DESCRIPTION OF THE TASK »
Collect every line in the records below that contains the word "grey".

DATA FOR PROCESSING »
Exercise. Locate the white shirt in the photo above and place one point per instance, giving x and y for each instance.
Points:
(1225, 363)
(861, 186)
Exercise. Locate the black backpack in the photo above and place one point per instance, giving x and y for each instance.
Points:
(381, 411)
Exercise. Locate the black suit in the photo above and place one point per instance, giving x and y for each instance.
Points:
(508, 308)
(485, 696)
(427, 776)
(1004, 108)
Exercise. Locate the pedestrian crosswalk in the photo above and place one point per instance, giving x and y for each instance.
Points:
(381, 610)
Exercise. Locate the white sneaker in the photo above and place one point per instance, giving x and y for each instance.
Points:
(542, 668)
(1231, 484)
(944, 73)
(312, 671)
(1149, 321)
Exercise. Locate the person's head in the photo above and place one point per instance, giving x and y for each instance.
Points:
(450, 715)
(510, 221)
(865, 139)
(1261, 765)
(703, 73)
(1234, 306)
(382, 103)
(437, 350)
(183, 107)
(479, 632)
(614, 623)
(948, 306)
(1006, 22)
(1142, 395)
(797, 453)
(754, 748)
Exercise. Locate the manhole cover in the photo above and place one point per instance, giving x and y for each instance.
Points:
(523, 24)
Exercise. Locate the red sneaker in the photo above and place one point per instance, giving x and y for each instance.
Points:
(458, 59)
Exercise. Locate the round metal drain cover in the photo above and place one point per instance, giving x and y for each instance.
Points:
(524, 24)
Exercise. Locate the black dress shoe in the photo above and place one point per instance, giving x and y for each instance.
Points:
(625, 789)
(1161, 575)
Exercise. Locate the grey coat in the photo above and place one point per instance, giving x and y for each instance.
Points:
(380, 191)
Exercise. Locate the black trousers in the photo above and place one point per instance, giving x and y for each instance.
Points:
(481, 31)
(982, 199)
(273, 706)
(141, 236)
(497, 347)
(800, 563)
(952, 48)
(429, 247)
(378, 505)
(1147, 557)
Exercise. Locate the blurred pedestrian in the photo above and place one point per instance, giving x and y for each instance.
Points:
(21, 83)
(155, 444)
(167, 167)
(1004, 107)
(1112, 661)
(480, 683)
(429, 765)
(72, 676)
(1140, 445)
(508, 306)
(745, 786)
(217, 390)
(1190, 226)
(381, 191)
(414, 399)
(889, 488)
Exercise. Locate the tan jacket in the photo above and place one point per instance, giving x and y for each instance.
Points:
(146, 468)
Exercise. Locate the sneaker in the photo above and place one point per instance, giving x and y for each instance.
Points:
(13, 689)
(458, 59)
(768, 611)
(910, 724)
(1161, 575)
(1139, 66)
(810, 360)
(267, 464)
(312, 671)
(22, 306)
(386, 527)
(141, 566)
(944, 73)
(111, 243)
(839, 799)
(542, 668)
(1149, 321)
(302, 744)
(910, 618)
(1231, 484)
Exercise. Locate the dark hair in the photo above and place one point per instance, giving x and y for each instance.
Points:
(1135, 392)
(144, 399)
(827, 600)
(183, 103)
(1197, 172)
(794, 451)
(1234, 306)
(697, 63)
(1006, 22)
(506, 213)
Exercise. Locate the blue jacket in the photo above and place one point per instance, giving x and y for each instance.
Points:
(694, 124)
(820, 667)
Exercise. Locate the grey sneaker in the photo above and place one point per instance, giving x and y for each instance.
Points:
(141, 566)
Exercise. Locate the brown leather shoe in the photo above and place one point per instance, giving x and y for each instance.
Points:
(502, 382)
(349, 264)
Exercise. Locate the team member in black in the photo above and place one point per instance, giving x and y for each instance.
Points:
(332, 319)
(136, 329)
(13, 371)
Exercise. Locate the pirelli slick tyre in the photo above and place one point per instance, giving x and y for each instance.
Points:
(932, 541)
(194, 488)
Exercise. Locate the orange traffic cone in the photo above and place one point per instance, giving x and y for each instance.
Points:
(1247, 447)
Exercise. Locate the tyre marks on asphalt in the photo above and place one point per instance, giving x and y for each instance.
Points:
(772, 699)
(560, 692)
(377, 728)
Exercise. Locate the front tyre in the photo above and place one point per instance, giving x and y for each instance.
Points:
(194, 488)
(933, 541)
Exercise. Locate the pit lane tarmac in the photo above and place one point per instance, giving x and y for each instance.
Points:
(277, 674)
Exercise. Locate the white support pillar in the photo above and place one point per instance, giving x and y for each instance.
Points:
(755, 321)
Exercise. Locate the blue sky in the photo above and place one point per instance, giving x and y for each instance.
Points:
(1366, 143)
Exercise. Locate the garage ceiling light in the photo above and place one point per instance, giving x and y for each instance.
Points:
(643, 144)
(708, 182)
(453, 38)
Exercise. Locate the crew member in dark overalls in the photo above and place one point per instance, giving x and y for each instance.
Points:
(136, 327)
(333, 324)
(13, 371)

OUTPUT FOR THIS TASK »
Exercise. Locate the grey coat in the photo above and place one point per instance, giving x and y for each instance.
Exercise. Locate the grey sneaker in the photo above and place one point per instance, giving x and y for each instance.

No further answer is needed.